Exercise objective:
All lines after the one containing "[mark] second green", together with that line itself, should be written out exactly, down to the last line of the entries below.

Information shown:

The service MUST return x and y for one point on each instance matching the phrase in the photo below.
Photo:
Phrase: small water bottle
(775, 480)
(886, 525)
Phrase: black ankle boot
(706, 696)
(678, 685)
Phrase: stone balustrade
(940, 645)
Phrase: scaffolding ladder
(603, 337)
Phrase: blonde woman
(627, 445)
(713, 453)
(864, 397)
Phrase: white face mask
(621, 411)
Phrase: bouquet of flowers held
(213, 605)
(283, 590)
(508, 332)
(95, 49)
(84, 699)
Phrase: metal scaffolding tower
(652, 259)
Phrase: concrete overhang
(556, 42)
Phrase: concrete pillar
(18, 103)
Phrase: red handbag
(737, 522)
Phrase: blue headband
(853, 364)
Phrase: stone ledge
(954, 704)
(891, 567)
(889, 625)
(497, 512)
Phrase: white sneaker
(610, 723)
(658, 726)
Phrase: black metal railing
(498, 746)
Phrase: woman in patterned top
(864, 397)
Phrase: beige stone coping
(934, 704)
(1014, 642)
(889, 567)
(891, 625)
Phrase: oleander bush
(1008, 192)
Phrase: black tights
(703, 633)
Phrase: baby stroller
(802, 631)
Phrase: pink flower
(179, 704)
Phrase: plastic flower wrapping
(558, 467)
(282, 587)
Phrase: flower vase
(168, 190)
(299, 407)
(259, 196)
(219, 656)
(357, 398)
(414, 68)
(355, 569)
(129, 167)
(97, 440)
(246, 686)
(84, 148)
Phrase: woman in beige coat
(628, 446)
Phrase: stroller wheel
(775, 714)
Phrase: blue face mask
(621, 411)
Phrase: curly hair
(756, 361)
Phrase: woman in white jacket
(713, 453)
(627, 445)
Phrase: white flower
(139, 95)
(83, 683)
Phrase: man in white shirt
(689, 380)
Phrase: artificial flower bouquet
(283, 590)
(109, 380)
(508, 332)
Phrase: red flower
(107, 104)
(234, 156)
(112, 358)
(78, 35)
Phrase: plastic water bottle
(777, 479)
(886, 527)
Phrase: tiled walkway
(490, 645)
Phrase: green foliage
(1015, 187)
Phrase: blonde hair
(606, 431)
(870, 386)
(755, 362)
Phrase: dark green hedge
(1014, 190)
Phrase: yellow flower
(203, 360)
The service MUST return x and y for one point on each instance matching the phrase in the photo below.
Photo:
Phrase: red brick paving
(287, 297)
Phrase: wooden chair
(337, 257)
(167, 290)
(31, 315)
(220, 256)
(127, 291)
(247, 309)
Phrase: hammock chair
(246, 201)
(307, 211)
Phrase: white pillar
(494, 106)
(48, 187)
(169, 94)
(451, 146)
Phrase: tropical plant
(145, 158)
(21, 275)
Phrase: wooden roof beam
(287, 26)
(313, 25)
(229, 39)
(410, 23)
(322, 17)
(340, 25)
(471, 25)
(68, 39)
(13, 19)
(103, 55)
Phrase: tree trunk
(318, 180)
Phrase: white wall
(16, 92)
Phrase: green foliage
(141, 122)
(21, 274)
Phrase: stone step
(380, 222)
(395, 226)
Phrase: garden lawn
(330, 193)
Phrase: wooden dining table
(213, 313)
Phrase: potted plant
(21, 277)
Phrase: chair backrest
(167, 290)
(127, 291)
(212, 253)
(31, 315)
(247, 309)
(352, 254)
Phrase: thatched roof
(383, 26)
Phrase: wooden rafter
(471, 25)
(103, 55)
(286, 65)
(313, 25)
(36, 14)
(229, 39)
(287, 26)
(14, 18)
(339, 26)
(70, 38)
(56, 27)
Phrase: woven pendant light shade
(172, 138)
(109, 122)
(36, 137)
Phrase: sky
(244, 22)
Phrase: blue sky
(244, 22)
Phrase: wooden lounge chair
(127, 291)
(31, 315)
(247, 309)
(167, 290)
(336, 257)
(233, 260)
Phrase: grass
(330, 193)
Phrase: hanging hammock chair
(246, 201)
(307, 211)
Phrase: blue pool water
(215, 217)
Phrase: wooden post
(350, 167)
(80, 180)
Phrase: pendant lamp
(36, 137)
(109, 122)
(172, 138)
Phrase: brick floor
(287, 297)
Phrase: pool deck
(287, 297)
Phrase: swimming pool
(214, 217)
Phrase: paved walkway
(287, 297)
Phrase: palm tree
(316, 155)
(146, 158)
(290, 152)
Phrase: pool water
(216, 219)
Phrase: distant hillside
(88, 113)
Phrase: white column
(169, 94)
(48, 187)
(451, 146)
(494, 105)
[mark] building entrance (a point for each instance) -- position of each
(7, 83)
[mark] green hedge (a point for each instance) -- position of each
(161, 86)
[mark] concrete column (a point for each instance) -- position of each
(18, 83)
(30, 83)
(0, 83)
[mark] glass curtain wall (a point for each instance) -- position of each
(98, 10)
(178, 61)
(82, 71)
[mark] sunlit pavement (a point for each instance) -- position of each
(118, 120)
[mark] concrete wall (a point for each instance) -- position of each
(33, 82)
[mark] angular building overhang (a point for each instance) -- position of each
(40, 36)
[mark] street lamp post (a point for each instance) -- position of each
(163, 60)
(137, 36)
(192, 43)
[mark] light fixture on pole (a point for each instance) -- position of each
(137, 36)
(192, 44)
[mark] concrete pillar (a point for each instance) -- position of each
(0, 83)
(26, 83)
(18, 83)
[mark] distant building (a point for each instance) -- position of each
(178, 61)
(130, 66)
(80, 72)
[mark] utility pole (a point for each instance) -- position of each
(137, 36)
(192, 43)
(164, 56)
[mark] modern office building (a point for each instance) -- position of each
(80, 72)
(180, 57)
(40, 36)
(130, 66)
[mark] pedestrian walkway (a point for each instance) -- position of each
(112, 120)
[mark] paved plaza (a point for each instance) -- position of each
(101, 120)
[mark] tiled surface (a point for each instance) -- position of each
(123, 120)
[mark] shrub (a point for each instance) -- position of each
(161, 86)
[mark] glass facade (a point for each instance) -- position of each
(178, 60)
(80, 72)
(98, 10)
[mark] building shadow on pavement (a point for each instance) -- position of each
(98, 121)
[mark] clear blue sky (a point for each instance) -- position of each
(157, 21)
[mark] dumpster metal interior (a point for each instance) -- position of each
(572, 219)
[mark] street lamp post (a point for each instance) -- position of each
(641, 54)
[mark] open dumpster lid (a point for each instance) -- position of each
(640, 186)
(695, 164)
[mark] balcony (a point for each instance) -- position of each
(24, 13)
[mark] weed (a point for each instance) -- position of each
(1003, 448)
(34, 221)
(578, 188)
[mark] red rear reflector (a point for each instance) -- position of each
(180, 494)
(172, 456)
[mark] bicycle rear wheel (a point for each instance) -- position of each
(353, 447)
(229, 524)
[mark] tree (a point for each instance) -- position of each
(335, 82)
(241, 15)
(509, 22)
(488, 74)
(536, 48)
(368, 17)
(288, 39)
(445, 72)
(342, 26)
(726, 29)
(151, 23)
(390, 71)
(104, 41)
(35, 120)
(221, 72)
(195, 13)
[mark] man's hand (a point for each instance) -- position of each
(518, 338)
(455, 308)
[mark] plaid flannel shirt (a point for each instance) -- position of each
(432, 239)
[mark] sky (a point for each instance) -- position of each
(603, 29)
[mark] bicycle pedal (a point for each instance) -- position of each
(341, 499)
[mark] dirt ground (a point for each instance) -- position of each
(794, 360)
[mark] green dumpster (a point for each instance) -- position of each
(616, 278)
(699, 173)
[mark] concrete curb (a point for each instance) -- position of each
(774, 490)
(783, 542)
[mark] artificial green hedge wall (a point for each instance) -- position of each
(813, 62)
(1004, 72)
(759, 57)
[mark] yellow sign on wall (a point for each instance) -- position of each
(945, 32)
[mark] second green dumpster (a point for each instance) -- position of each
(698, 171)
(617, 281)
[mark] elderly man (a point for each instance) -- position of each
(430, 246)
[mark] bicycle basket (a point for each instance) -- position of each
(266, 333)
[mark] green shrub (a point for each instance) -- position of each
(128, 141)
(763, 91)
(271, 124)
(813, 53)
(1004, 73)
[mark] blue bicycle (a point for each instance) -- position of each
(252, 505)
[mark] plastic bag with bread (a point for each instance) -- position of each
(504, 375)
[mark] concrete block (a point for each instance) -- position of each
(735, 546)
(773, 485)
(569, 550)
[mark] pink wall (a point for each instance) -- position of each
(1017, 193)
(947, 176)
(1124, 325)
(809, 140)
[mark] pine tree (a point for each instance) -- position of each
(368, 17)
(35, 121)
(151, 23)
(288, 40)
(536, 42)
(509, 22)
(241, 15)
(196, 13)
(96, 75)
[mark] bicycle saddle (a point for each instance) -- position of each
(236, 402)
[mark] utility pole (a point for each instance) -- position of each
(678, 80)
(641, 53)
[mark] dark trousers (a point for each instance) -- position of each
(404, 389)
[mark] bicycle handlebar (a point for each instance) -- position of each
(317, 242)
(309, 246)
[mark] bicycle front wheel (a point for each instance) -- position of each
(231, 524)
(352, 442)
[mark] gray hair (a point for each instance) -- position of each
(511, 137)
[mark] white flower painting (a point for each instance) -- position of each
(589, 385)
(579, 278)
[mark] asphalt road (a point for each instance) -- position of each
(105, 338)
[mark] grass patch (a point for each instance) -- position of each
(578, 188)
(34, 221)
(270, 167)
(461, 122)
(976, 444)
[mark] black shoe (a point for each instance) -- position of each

Task output:
[mark] second green dumpster (a point for each instance) -- position of each
(698, 171)
(617, 281)
[mark] elderly man (a point for each instance) -- position of each
(430, 246)
[mark] bicycle basket (a point for each instance) -- position of each
(266, 333)
[mark] green shrub (a point for each instance) -- position of each
(128, 141)
(763, 91)
(271, 124)
(813, 53)
(1004, 73)
[mark] blue bicycle (a point for each instance) -- position of each
(252, 505)
[mark] plastic bag with bread (a point for each instance) -- position of each
(504, 375)
[mark] concrete block (a point for each instance) -- position of each
(735, 546)
(773, 485)
(569, 550)
[mark] pink wall (a point for each instance) -- position of each
(1017, 193)
(947, 176)
(1124, 325)
(809, 140)
[mark] pine tree (a point for each instance) -- position of each
(368, 17)
(35, 121)
(151, 23)
(288, 40)
(536, 42)
(509, 22)
(241, 15)
(196, 13)
(96, 75)
[mark] bicycle saddle (a point for each instance) -- position of each
(236, 402)
[mark] utility pole (a point for each instance) -- position of each
(678, 80)
(641, 53)
[mark] dark trousers (a point for each instance) -- position of each
(404, 389)
[mark] bicycle handlebar (a point for each instance) -- position of each
(317, 242)
(309, 246)
[mark] bicycle front wheel (a point for each instance) -- position of each
(231, 524)
(352, 442)
[mark] gray hair (a point for each instance) -- position of each
(511, 137)
[mark] white flower painting (a point for each instance) -- position of each
(589, 385)
(579, 278)
[mark] asphalt road (a point for each instance) -- position of each
(105, 338)
[mark] grass patch (a point for each instance) -- position of each
(578, 188)
(34, 221)
(270, 167)
(461, 122)
(976, 444)
[mark] black shoe (a point for each instance) -- position of each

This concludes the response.